_The exercise_: Pull every line of text from the material below, word for word, and leave the pictures out.

^^^^^^^^

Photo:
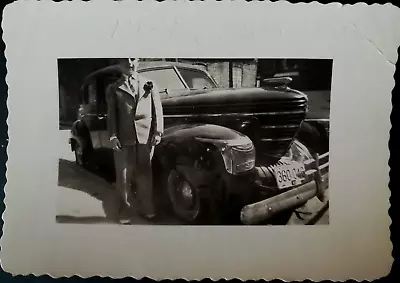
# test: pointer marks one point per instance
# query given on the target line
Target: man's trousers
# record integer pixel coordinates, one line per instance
(134, 176)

^^^^^^^^

_Full answer_:
Photo:
# test: pointer marks one point per instance
# query given on the target line
Target: man's trousers
# record integer pixel coordinates, one line per instance
(134, 176)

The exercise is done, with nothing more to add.